■ **Work instructions**:
Pull out each line of the records that contains the string "human", and copy those lines in order.

■ **Information provided**:
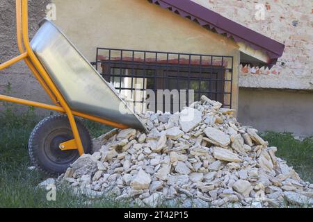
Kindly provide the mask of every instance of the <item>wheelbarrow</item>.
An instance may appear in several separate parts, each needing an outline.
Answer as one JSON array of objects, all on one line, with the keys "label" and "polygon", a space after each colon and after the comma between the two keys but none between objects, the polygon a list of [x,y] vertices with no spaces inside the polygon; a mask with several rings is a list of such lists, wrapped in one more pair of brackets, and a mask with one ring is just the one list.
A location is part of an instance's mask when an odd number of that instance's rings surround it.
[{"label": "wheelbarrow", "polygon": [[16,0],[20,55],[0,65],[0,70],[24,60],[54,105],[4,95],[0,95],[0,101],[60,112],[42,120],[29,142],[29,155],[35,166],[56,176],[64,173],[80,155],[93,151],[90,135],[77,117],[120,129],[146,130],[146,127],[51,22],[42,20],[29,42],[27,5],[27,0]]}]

...

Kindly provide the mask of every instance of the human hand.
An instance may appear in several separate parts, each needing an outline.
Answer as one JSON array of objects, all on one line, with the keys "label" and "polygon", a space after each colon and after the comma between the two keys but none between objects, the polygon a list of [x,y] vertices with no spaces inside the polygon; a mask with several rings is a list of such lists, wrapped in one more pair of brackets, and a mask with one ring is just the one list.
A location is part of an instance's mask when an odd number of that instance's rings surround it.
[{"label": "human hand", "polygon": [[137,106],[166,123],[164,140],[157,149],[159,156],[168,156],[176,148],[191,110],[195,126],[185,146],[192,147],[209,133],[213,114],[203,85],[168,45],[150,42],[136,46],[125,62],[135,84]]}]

■ **Result for this task**:
Kindly provide the mask of every instance of the human hand.
[{"label": "human hand", "polygon": [[137,106],[166,123],[164,140],[157,149],[159,156],[168,156],[176,148],[191,110],[195,126],[185,146],[192,147],[209,133],[213,114],[203,85],[168,45],[150,42],[136,46],[125,62],[135,84]]}]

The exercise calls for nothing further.